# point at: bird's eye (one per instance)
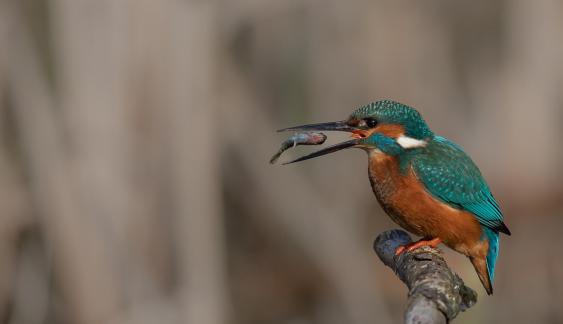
(370, 122)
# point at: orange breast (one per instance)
(406, 201)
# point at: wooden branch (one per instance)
(436, 293)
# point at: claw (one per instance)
(415, 245)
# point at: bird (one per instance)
(426, 183)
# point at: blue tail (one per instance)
(492, 255)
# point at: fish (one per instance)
(305, 138)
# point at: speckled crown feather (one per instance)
(392, 112)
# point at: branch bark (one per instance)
(436, 293)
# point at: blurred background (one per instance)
(135, 137)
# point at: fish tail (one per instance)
(276, 157)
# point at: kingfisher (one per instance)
(426, 183)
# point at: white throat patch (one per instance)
(409, 142)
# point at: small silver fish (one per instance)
(306, 138)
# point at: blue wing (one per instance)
(450, 175)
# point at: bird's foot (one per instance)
(415, 245)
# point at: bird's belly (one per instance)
(406, 201)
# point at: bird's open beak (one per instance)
(331, 126)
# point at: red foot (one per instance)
(415, 245)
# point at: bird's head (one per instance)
(382, 126)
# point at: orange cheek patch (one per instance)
(389, 130)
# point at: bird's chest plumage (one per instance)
(405, 199)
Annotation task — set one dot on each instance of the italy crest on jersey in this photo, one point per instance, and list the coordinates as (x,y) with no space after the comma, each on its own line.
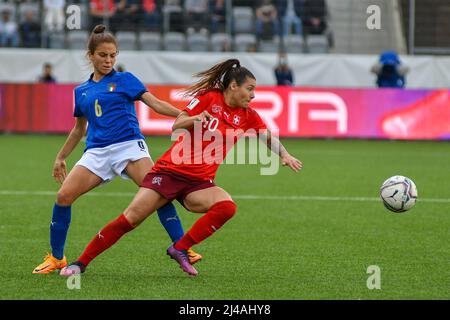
(111,87)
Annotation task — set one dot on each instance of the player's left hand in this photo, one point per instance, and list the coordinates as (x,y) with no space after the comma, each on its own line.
(293,163)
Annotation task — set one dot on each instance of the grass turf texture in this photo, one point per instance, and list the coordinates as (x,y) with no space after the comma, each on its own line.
(274,248)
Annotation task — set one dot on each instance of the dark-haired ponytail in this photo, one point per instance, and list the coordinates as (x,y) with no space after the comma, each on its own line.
(100,28)
(219,77)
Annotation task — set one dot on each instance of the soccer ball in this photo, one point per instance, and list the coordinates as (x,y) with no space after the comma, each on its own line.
(398,193)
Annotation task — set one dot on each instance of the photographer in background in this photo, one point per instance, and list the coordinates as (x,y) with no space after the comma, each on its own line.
(390,71)
(283,72)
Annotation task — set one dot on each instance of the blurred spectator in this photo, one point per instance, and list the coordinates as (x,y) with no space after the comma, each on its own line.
(173,16)
(127,15)
(99,11)
(151,15)
(283,72)
(30,31)
(390,71)
(218,15)
(267,24)
(315,15)
(9,37)
(196,14)
(252,48)
(290,13)
(54,14)
(47,76)
(243,3)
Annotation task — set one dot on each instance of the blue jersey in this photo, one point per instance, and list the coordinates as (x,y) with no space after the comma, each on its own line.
(108,105)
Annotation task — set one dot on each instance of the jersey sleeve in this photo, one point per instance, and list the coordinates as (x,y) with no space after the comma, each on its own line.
(77,110)
(255,121)
(133,86)
(198,105)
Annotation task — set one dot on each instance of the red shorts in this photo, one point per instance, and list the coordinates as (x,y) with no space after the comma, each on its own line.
(173,186)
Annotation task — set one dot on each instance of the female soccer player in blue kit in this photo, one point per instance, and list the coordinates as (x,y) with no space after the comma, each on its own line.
(115,145)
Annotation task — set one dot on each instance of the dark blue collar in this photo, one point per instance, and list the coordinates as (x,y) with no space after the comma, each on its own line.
(113,72)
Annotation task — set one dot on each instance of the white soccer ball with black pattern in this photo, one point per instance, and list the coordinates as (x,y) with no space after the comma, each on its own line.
(399,193)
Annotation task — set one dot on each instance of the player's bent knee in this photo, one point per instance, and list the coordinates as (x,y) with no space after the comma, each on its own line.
(135,217)
(226,208)
(64,198)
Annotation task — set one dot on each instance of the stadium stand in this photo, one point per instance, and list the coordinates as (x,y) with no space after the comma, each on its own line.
(344,28)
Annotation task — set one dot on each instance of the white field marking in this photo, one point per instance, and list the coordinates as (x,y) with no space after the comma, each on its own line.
(242,196)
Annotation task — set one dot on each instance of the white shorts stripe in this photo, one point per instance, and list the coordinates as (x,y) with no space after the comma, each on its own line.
(111,161)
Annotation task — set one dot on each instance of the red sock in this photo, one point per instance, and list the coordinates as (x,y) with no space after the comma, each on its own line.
(204,227)
(105,239)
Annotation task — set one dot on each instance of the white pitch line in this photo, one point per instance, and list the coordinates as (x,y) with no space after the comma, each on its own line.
(242,197)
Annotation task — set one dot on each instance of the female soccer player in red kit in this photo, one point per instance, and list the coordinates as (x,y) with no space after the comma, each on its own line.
(221,106)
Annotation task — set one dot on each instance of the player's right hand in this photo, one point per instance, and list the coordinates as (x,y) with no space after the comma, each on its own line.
(59,170)
(204,117)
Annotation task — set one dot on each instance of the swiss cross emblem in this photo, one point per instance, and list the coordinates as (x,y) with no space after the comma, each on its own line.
(216,108)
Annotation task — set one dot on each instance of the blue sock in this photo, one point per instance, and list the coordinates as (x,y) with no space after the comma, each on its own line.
(171,222)
(58,229)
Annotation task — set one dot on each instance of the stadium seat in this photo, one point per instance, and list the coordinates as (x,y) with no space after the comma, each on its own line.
(27,6)
(294,44)
(149,41)
(317,44)
(220,41)
(198,42)
(269,45)
(77,39)
(174,41)
(57,40)
(127,40)
(243,20)
(243,41)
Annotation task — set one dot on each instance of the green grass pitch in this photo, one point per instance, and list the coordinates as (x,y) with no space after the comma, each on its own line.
(310,235)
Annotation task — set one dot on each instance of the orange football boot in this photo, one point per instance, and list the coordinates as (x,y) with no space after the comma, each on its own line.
(50,264)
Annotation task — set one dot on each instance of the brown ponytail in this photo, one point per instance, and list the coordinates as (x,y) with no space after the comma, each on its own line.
(219,77)
(98,36)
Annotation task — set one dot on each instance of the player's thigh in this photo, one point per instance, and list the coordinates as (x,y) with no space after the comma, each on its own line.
(201,201)
(143,205)
(79,181)
(137,170)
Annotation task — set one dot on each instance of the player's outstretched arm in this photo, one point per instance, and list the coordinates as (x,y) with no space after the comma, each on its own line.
(275,145)
(75,135)
(160,106)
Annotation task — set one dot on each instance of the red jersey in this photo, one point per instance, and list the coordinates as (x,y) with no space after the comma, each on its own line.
(199,152)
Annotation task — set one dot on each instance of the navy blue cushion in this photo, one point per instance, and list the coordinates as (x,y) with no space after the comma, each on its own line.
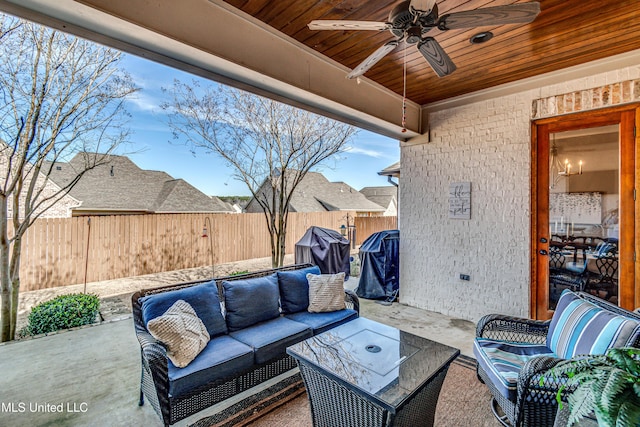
(251,301)
(203,298)
(502,361)
(270,339)
(294,289)
(223,357)
(321,322)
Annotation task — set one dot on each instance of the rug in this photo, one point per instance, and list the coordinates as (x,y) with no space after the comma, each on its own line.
(464,402)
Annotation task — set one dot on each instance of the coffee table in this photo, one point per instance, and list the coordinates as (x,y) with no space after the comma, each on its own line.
(364,373)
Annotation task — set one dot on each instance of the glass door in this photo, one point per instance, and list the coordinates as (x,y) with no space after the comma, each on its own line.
(583,207)
(584,221)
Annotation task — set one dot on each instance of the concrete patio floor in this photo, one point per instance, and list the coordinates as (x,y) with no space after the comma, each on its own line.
(90,376)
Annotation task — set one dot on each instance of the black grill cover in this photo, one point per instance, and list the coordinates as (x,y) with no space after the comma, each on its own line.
(379,266)
(325,248)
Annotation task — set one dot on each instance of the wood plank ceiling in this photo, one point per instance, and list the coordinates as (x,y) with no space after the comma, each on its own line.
(565,33)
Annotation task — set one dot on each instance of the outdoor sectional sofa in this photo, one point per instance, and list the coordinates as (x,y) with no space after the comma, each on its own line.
(251,320)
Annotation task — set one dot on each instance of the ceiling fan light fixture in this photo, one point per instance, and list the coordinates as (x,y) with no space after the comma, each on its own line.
(481,37)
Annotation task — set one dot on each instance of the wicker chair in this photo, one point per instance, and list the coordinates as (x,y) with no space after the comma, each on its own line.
(525,346)
(154,382)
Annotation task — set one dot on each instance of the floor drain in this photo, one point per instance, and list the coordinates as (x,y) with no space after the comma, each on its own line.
────────────────────
Give back exactly the lines from the one containing "of the glass" to the end of the material, both ends included.

• [RESPONSE BELOW]:
Annotation task — set one dot on each instance of the glass door in this photo, one point per instance, and list the coordinates as (x,y) with no space after the comma, each on its own line.
(583,207)
(584,221)
Annotation task — set one dot on each instance of the concrete patio floor in this photo, one point per instance, and list the coordinates as (x,y) with no space after the comma, each on its own line.
(90,376)
Annotation task — set one dot on each instance of the black grill cover in this photo, one point per instance, and list the coordinates as (x,y) with no space after the comma, each on its own line.
(379,266)
(325,248)
Annotation task — set one dot on each instance of the wood plank ceiling in this photo, one point per instance, and list the coordinates as (x,y) with no space after the comma, each on its own line.
(565,33)
Annotation task — set one dot on each instance of the outdoor sectional sofa in this photo, one point per instance, and list the coordinates as (x,y) with no space after the comma, each on its own line.
(251,320)
Annotation task — set one dot on each instance of the ceiling fan light fixture in this photo, one point per instance, and list the coordinates as (x,y) with no space after the comma, each on its own line.
(481,37)
Annotation task — set one dot on each instance of the wicker chair in this photo, one point per instance, and list the coordinates as (x,y) with no space after the comma, each on its own line.
(525,346)
(154,382)
Annotation task — set one dot on each instance of the floor drain in this photo, one point per instance, and list the coordinates as (x,y) with no space after the comma, each on its own line.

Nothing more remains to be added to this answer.